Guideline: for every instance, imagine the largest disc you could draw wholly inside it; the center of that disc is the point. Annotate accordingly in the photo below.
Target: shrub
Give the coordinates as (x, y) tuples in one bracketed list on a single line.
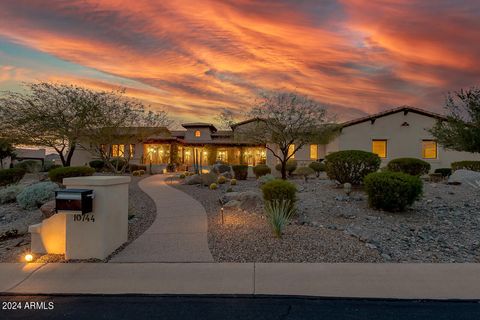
[(57, 175), (351, 165), (392, 191), (136, 167), (445, 172), (411, 166), (30, 166), (278, 213), (304, 172), (10, 176), (279, 189), (261, 170), (289, 167), (221, 180), (240, 171), (317, 167), (98, 165), (467, 165), (264, 179), (9, 193), (36, 195)]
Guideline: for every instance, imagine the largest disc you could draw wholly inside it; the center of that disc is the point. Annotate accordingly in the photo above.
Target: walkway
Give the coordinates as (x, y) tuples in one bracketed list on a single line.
[(179, 232)]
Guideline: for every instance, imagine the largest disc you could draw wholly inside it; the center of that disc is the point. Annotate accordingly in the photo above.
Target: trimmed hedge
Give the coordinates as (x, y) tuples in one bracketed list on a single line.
[(57, 175), (240, 171), (10, 176), (317, 167), (411, 166), (467, 165), (392, 191), (351, 165), (279, 189), (261, 170), (445, 172)]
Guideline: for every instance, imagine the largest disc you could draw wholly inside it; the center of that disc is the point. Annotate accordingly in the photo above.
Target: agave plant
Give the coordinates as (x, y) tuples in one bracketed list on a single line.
[(278, 213)]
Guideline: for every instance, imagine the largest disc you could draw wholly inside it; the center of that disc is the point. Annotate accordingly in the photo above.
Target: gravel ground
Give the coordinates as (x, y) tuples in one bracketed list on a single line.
[(142, 213), (246, 237), (332, 227)]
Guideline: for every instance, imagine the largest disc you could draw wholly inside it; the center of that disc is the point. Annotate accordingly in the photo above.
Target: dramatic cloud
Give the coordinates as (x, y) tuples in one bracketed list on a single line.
[(195, 57)]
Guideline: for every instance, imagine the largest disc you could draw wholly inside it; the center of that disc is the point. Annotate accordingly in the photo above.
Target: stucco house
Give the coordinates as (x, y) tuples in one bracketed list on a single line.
[(395, 133)]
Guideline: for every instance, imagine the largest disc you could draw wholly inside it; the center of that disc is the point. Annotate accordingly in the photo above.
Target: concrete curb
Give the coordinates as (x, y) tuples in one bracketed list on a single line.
[(389, 281)]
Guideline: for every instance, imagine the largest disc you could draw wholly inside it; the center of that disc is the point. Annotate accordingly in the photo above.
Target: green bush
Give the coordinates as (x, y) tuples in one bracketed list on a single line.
[(445, 172), (317, 167), (304, 172), (278, 213), (411, 166), (279, 189), (351, 165), (30, 166), (98, 165), (136, 167), (261, 170), (9, 193), (57, 175), (11, 176), (221, 180), (36, 195), (240, 171), (467, 165), (290, 166), (264, 179), (392, 191)]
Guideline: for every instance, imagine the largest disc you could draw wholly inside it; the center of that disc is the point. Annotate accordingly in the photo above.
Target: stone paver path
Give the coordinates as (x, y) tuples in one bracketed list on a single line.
[(179, 232)]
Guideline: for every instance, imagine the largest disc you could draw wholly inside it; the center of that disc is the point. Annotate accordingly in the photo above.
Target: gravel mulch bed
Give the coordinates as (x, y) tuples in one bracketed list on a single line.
[(443, 226), (246, 237)]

_Requirement_
The string to find is "gravel"; copy every line of the listing that has it.

_Exercise response_
Target: gravel ground
Target: gravel mulch bed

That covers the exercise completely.